------ SUPPLIED ENTRIES

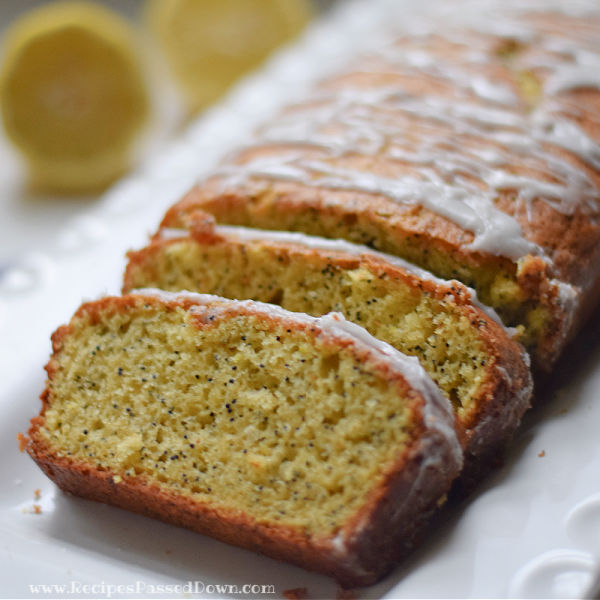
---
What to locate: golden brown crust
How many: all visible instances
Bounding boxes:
[123,223,532,469]
[26,295,459,587]
[162,14,600,370]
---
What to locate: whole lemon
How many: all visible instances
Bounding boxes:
[0,2,149,192]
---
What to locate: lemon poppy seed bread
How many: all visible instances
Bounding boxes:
[123,215,532,467]
[163,1,600,369]
[27,290,462,585]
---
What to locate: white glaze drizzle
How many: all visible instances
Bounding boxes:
[131,288,463,468]
[158,225,512,330]
[207,2,600,261]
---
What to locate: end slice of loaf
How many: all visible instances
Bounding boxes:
[27,290,462,586]
[123,215,532,474]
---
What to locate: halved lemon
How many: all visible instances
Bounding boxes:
[145,0,313,112]
[0,2,149,192]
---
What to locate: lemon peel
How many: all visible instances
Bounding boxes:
[0,1,150,192]
[145,0,313,113]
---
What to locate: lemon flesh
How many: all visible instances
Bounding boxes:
[0,2,149,191]
[146,0,312,112]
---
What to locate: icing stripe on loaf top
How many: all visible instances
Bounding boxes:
[205,2,600,261]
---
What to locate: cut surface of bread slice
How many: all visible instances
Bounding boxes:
[27,290,462,586]
[123,215,532,460]
[163,2,600,370]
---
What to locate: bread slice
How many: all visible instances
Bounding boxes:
[26,290,462,586]
[163,9,600,370]
[123,216,532,470]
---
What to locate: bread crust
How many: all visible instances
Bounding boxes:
[123,221,532,471]
[26,295,461,587]
[162,14,600,371]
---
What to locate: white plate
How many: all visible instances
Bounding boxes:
[0,0,600,598]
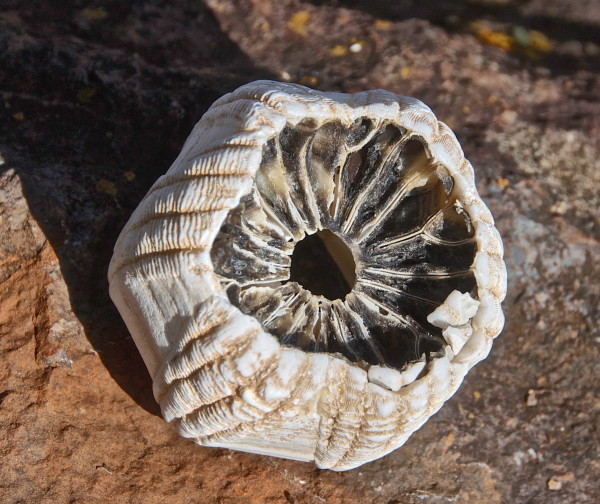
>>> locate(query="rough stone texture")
[0,0,600,504]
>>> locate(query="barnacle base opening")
[211,117,477,369]
[290,229,356,301]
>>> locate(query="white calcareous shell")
[109,81,506,470]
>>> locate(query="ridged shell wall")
[109,81,506,470]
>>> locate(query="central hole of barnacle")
[290,229,356,301]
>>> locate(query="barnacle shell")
[109,81,506,470]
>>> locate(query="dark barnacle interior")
[211,117,477,368]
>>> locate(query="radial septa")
[214,119,476,367]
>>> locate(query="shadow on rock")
[0,1,271,414]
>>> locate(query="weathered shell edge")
[109,81,506,470]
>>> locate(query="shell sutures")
[109,81,506,471]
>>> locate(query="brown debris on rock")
[0,0,600,504]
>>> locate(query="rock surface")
[0,0,600,504]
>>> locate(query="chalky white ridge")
[109,81,506,471]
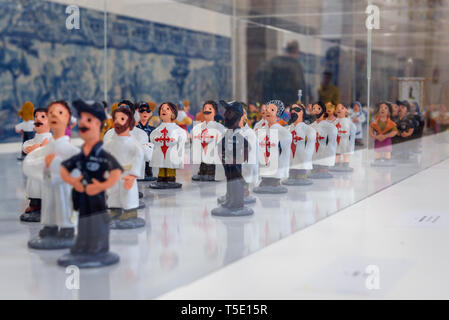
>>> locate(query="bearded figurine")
[104,107,145,229]
[150,102,187,189]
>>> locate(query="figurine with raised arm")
[211,101,254,217]
[58,100,123,268]
[282,104,316,186]
[330,103,357,172]
[104,107,145,229]
[309,102,337,179]
[253,100,292,194]
[150,102,187,189]
[20,108,52,222]
[191,100,226,181]
[23,101,79,250]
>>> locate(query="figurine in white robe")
[20,108,52,222]
[191,101,226,181]
[150,102,187,189]
[332,103,357,172]
[283,104,316,186]
[253,100,292,194]
[309,103,337,179]
[23,101,80,249]
[104,107,145,229]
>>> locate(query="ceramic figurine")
[104,107,145,229]
[20,108,52,222]
[58,100,123,268]
[330,103,357,172]
[150,102,187,189]
[191,100,226,181]
[211,101,254,217]
[308,102,338,179]
[369,101,398,167]
[136,102,156,181]
[15,101,35,160]
[253,100,292,194]
[23,101,79,250]
[282,104,316,186]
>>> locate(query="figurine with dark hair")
[58,100,123,268]
[136,102,156,181]
[253,100,292,194]
[192,100,226,181]
[104,107,145,229]
[369,101,398,166]
[23,101,79,250]
[20,108,52,222]
[309,102,338,179]
[150,102,187,189]
[211,101,254,217]
[282,104,316,186]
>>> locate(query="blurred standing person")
[318,71,340,105]
[251,41,306,105]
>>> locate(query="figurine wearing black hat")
[253,100,292,194]
[58,100,123,268]
[192,100,226,181]
[136,102,156,181]
[23,101,79,250]
[150,102,187,189]
[211,101,254,217]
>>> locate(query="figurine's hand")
[25,144,39,154]
[122,176,136,190]
[45,153,56,168]
[40,138,48,147]
[86,179,103,196]
[72,176,84,193]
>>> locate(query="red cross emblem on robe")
[290,130,303,158]
[194,128,214,154]
[259,136,276,166]
[154,128,175,159]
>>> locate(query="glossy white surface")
[0,131,449,299]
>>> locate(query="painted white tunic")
[150,122,187,169]
[287,122,316,170]
[22,132,52,199]
[103,135,145,210]
[257,123,292,179]
[23,136,81,228]
[191,121,226,164]
[334,118,355,154]
[310,120,337,167]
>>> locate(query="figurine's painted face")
[203,104,215,122]
[312,104,323,115]
[260,104,267,120]
[114,111,129,135]
[139,108,153,123]
[391,103,399,117]
[379,103,390,117]
[48,103,70,132]
[336,103,347,118]
[78,112,101,141]
[399,104,407,118]
[265,104,278,124]
[34,111,50,133]
[159,104,175,122]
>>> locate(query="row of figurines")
[16,100,382,267]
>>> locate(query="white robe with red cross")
[287,122,316,170]
[257,123,292,179]
[150,122,187,169]
[310,120,337,167]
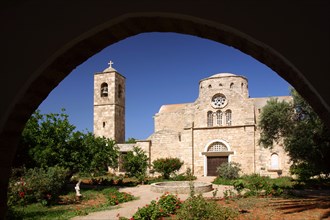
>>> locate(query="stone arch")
[202,139,235,176]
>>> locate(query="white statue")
[74,180,82,197]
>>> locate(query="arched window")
[225,110,231,125]
[101,83,108,97]
[217,110,222,125]
[207,142,228,152]
[207,111,213,127]
[270,154,279,169]
[118,85,123,98]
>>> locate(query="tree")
[123,147,149,179]
[153,157,183,179]
[258,89,330,179]
[15,109,118,175]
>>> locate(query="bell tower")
[94,61,125,143]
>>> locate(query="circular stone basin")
[151,181,213,194]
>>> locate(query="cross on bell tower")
[94,60,125,143]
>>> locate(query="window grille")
[207,111,213,127]
[208,142,228,152]
[226,110,231,125]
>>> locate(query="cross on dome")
[108,60,113,68]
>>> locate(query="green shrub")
[217,162,241,179]
[133,193,181,220]
[212,177,235,186]
[171,168,197,181]
[153,158,183,179]
[132,200,163,220]
[8,166,68,206]
[177,194,238,220]
[157,193,181,215]
[103,188,135,206]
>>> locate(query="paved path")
[72,177,228,220]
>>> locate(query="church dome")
[209,73,237,78]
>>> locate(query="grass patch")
[7,188,137,220]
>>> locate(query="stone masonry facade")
[94,63,292,178]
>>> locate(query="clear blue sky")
[39,33,290,139]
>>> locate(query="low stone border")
[151,181,213,194]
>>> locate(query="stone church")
[94,61,292,177]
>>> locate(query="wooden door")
[207,156,228,176]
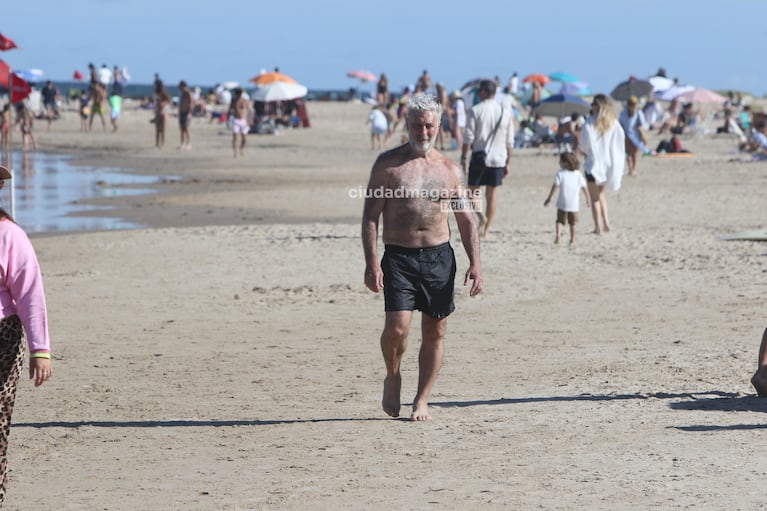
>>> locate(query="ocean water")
[48,81,370,101]
[0,151,159,234]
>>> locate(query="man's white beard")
[408,131,439,154]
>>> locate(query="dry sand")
[1,98,767,511]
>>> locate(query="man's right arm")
[362,158,388,293]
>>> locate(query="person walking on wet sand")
[228,87,253,158]
[152,80,171,149]
[362,94,483,421]
[178,80,194,149]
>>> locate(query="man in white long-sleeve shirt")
[461,80,514,237]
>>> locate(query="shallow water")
[0,151,158,234]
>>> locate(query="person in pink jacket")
[0,165,53,505]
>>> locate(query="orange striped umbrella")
[250,71,298,85]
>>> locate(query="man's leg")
[588,182,602,234]
[469,186,487,234]
[480,186,498,236]
[381,311,413,417]
[751,328,767,397]
[410,314,447,421]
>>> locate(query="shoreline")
[5,104,767,511]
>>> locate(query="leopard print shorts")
[0,314,24,505]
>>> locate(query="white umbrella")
[677,87,727,103]
[655,85,695,101]
[253,82,309,102]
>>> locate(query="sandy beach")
[5,102,767,511]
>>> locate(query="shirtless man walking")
[178,80,194,149]
[362,94,482,421]
[229,87,253,158]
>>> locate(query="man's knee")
[421,317,447,342]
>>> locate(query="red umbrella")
[346,69,378,82]
[250,71,298,85]
[522,73,551,85]
[0,34,18,51]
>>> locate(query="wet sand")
[6,98,767,511]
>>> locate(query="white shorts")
[232,119,250,135]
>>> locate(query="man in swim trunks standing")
[362,94,482,421]
[178,80,194,149]
[229,87,252,158]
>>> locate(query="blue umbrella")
[533,94,591,118]
[559,82,591,96]
[549,71,581,83]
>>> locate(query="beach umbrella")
[647,76,674,92]
[346,69,378,82]
[252,82,308,103]
[519,87,551,106]
[558,82,591,96]
[677,87,727,103]
[655,85,695,101]
[254,71,298,85]
[549,71,580,83]
[610,79,653,101]
[522,73,551,85]
[533,94,591,118]
[458,78,486,91]
[13,69,44,83]
[0,34,18,51]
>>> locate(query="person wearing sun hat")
[0,165,53,505]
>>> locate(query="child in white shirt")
[543,152,591,245]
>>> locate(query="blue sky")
[0,0,767,96]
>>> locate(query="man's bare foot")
[381,375,402,417]
[751,366,767,397]
[410,402,431,421]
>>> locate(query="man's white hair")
[407,94,442,123]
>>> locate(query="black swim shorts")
[381,242,456,318]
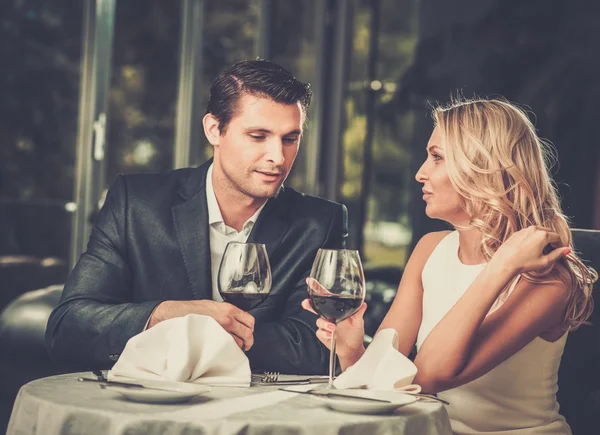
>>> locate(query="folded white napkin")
[108,314,251,387]
[333,329,420,392]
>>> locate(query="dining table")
[7,372,452,435]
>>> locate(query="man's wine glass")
[217,242,271,311]
[307,249,366,388]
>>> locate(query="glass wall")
[341,0,419,266]
[267,0,320,193]
[0,0,83,304]
[105,0,181,186]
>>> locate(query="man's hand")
[148,300,254,350]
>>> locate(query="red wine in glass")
[307,249,366,388]
[309,294,363,323]
[217,242,271,311]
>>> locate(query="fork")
[351,384,450,405]
[255,372,329,385]
[252,372,279,384]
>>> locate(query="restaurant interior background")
[0,0,600,428]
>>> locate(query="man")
[46,60,347,373]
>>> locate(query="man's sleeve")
[46,176,160,370]
[247,205,348,374]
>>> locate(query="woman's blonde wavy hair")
[433,98,598,330]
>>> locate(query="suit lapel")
[248,191,290,264]
[171,160,212,299]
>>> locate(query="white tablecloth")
[8,373,452,435]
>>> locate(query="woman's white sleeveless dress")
[417,231,571,435]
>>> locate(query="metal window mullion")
[319,0,353,200]
[254,0,274,59]
[69,0,115,268]
[304,0,328,195]
[173,0,204,168]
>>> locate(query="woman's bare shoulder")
[411,231,452,264]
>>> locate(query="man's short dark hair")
[206,59,312,134]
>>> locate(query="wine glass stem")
[328,331,335,388]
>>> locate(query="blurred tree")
[384,0,600,241]
[0,0,83,201]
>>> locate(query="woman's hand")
[491,226,571,275]
[302,299,367,370]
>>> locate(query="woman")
[303,99,597,434]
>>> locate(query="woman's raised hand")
[491,226,571,274]
[302,299,367,368]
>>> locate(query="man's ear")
[202,113,221,146]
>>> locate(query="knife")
[280,388,392,403]
[77,378,184,391]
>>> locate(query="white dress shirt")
[144,164,267,331]
[206,165,266,302]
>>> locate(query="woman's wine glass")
[307,249,366,388]
[217,242,271,311]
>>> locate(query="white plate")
[107,382,210,403]
[314,390,417,414]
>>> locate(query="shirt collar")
[206,164,267,227]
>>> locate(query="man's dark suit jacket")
[46,161,347,373]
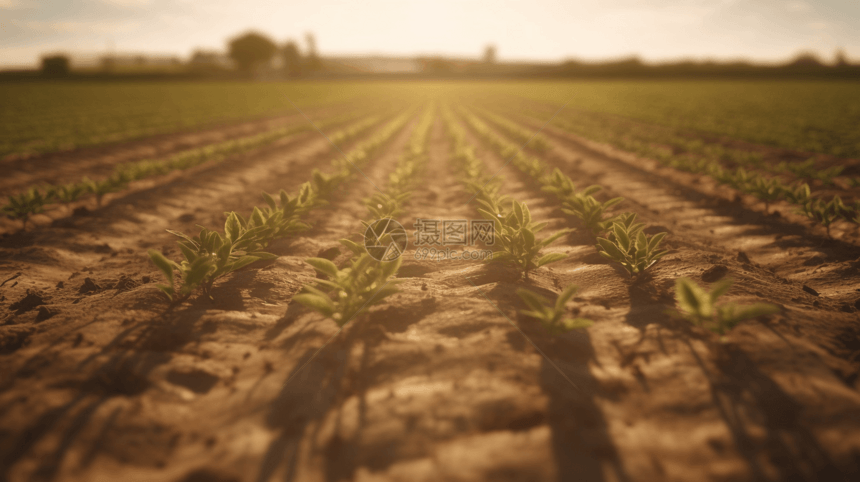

------------

Extract every line of the records that contains the word "brown" and list those lines.

What to locate: golden brown crust
>>> locate(query="brown debris on rock")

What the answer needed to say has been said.